TO DO → None of the images should appear in your copy. Transcribe the data in full.

(Dataset items)
================
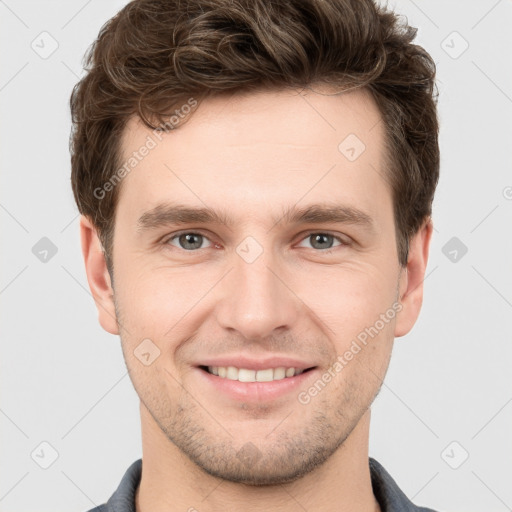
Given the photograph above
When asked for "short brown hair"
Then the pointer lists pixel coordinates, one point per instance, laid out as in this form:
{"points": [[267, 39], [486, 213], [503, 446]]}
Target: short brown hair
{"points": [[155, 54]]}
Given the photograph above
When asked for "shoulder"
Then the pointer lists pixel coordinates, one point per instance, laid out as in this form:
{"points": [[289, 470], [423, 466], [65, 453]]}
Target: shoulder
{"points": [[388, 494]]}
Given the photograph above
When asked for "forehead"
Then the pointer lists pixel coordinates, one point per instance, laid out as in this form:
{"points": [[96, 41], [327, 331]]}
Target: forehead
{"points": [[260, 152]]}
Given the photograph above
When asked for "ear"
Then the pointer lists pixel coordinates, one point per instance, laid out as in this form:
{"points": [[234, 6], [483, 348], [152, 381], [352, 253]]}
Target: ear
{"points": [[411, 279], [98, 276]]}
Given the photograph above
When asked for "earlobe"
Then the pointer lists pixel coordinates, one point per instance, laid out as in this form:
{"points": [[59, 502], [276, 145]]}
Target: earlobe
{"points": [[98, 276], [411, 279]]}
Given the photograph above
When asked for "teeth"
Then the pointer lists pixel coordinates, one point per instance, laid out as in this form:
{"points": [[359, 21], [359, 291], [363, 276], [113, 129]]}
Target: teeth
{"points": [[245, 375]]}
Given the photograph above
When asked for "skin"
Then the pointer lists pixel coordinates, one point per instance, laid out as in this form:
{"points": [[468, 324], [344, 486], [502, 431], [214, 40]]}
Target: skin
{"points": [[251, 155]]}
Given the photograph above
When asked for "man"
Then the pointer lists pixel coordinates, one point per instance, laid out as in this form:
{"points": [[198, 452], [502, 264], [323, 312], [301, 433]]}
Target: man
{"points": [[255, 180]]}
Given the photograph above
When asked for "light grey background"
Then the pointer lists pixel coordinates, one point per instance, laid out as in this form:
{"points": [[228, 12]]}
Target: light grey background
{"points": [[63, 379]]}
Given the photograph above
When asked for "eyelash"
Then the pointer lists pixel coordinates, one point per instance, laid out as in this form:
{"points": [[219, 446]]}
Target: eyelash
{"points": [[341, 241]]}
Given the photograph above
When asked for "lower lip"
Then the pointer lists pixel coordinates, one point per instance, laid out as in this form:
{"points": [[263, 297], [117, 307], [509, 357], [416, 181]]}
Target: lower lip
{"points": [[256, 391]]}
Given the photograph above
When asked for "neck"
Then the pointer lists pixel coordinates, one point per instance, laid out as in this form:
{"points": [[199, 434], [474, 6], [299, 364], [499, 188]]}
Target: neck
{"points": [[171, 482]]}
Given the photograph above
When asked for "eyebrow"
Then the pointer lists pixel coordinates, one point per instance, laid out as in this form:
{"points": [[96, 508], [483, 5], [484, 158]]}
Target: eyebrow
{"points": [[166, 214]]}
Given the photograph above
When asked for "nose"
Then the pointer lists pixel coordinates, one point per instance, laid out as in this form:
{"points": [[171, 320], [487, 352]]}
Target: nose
================
SOLUTION TO THIS TASK →
Given the photograph above
When asked for "short brown hair"
Then the pointer lists pixel coordinates, one point per instance, laid out as in this form:
{"points": [[267, 39], [486, 213], [503, 446]]}
Target: short brown hair
{"points": [[155, 54]]}
Given the photograph above
When asked for "shoulder"
Then the pointer lists pixel coordinates, one point per instance, laid out as in this form:
{"points": [[289, 470], [423, 466], [65, 453]]}
Target: shoulder
{"points": [[388, 494]]}
Given the photograph above
When asked for "forehead"
Then the pointer lists pixel coordinates, one point per instance, laid out as in this form:
{"points": [[96, 41], [327, 331]]}
Target: forehead
{"points": [[260, 152]]}
Given the photograph above
When asked for "ear"
Then the pointer lists pixel coordinates, one point per instance, laid out as in this form:
{"points": [[234, 6], [483, 348], [152, 381], [352, 253]]}
Target: ear
{"points": [[411, 279], [98, 276]]}
Given the photograph above
When asked for "earlobe"
Then the pointer lists pixel coordinates, one point per instance, laid out as in this form:
{"points": [[59, 502], [276, 145]]}
Target: earlobe
{"points": [[98, 276], [411, 279]]}
Given the photograph above
When asked for "teeth"
Then the pointer lists pixel coordinates, one point per instance, laid out as in this form:
{"points": [[359, 21], [359, 291], [363, 276], [113, 129]]}
Target: teeth
{"points": [[245, 375]]}
Given the photograph above
When asked for "skin"
Then the pointer lists pixel coordinates, one point per instance, laid out as in this form:
{"points": [[468, 324], [344, 486], [502, 431], [214, 40]]}
Target: skin
{"points": [[251, 155]]}
Given the photograph above
When asked for "man"
Then the pointer lists pixel coordinates, one point per instance, laid out as in this form:
{"points": [[198, 452], [502, 264], [323, 312], [301, 433]]}
Target: man
{"points": [[255, 180]]}
Given the photograph above
When asked for "light grey background"
Then the pointer lists pixel coordinates, one point per instance, laid out as in this form:
{"points": [[228, 12]]}
Target: light grey background
{"points": [[63, 379]]}
Given the photograph above
When asked for "eyelash"
Then the pointer lists pixel coordinates, one point per instance, laid out as in this form:
{"points": [[219, 446]]}
Target: eyelash
{"points": [[341, 241]]}
Given the photograph above
When asked for "lower lip"
Then the pointer lists pixel coordinates, one point per instance, laid out as in this form:
{"points": [[263, 297], [117, 307], [509, 357], [416, 181]]}
Target: lower lip
{"points": [[256, 391]]}
Given the photograph above
When asked for "neck"
Then the pointer lists pixel coordinates, one point per instance, laid out as in this form:
{"points": [[199, 434], [474, 6], [299, 364], [499, 188]]}
Target: neck
{"points": [[171, 482]]}
Given the photograph above
When asked for "eyebrow"
Then the pointer lists pixel coordinates, one point per instance, laid out as in this form:
{"points": [[96, 508], [483, 5], [484, 158]]}
Target: eyebrow
{"points": [[166, 214]]}
Given the photograph above
When asked for "nose"
Then the pointer lists pixel coordinates, one point per instance, laid out as in this form:
{"points": [[171, 320], [487, 352]]}
Target: nose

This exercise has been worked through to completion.